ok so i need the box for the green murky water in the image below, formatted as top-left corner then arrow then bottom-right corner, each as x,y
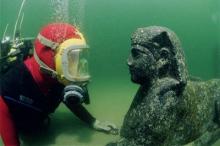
1,0 -> 220,145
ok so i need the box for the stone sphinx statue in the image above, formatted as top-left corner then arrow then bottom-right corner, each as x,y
107,26 -> 220,146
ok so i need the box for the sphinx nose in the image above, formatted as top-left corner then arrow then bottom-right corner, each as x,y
127,55 -> 133,66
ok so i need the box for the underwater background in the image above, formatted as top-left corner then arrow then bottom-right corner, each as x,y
0,0 -> 220,145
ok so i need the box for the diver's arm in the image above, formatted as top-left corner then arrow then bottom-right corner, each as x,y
62,84 -> 118,134
64,101 -> 96,126
62,84 -> 96,126
64,101 -> 118,134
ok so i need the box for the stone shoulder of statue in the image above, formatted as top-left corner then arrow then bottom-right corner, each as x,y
107,26 -> 220,146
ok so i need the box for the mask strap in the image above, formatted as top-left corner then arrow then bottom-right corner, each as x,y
37,34 -> 59,50
33,48 -> 58,78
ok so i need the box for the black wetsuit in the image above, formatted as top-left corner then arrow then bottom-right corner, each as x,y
0,62 -> 95,129
0,62 -> 63,128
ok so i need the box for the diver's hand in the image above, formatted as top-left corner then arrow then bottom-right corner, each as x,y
92,120 -> 119,135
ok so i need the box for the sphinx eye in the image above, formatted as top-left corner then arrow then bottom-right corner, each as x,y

==*==

● Task description
Set down every record word for word and leave out the pictures.

● Problem solution
ok so i need the box for the green murky water in the image below, formatted as top-left corner then arrow then bottom-right corner, each as x,y
1,0 -> 220,145
ok so i need the box for the stone sphinx statue in the image above, formatted as top-left corner then arrow then bottom-right corner, each as x,y
107,26 -> 220,146
ok so i need the box for the sphinx nose in the image above, formatted as top-left corner then arrow then bottom-right corner, each as x,y
127,55 -> 133,66
ok so i need the box for the underwater background in the image above, formatted as top-left corner then arrow then bottom-right corner, each as x,y
0,0 -> 220,145
ok so i need the box for the diver's arm in the image above, formatted as top-left corner then arrow then bottom-right corner, each as x,y
62,84 -> 118,134
64,101 -> 96,126
62,84 -> 96,126
64,101 -> 118,134
ok so i need the box for the stone shoulder of statue in the image above, formatted as top-left corner then arrow then bottom-right corner, each as x,y
107,26 -> 220,146
ok so i need the box for the mask strap in the image above, formatted as top-left corner then arrow then bottom-right corner, each as x,y
37,34 -> 59,50
33,48 -> 58,78
ok so i need the box for the black wetsuit in the image above, formatted as top-left corner then arrow then bottom-right corner, each as x,y
0,62 -> 95,129
0,62 -> 63,128
ok so i need the box for the diver's hand in the image above, formatted as top-left corner then arrow then bottom-right corner, each as x,y
92,120 -> 119,135
ok so i need the box for the sphinx eye in the image above, formatted as top-left corner then arrow then bottom-right corner, each as x,y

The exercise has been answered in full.